Warner agreed a new licensing deal with TikTok last year. And on the investor call, WMG CFO Bryan Castellani highlighted the growth TikTok is driving for the company, saying ad supported revenue from the platform “grows at 10% a quarter, and the deal we executed last quarter certainly contributed to that. We like our TikTok deal and it continues to be a driver of growth”. 

Universal has said that its dispute with TikTok is not just about money, also citing concerns about how the social media firm is dealing with AI generated content.

On AI, Kyncl said that the company’s priority was focused on “making sure that the rules of the road” at platforms like TikTok “respect copyright”, because whatever generative engines are being used to create AI content, it is going to end up on the big digital platforms – so focusing on those platforms is really important. 

This ties into increasing the value of music, said Kyncl. “Copyright has to be respected, and training on our copyrights has to be respected. Eventually the law will reflect this,” he added, “but the platforms will run ahead of the law”.

The investor call followed the circulation of a memo to Warner Music’s employees, which was also included in the major’s latest filing with the US Securities & Exchange Commission. 

In it Kyncl outlined “a plan to free up more funds to invest in music and accelerate our growth for the next decade”. This, he admitted, “includes reducing our workforce by approximately 10%, or 600 people – the majority of which will relate to our owned and operated media properties, corporate and various support functions”.

Given records:
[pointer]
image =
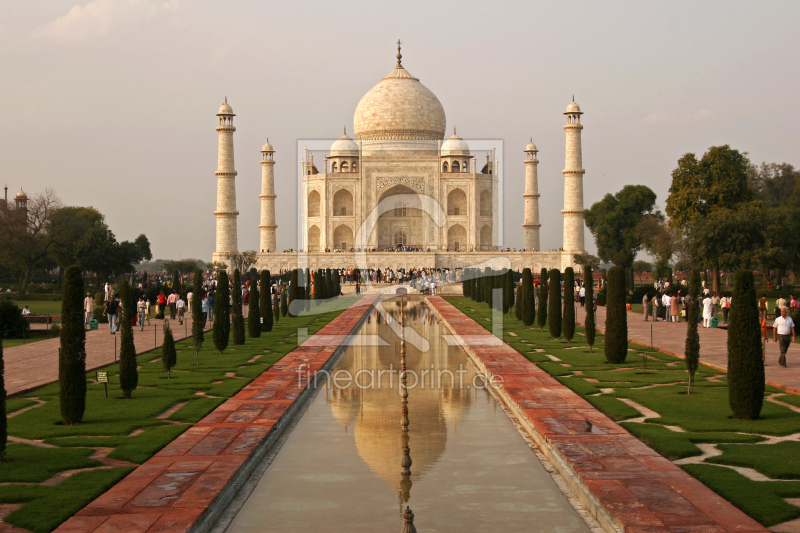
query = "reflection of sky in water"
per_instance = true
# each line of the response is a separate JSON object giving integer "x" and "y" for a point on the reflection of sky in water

Exercise directions:
Please answer these questions from the Warner Music article:
(a) According to Bryan Castellani, how fast does ad supported revenue from TikTok grow?
(b) Besides money, what concern has Universal cited in its dispute with TikTok?
(c) By roughly what percentage and how many people does Kyncl's memo say the workforce will be reduced?

Output below:
(a) It grows at 10% a quarter.
(b) How TikTok is dealing with AI generated content.
(c) By approximately 10%, or 600 people.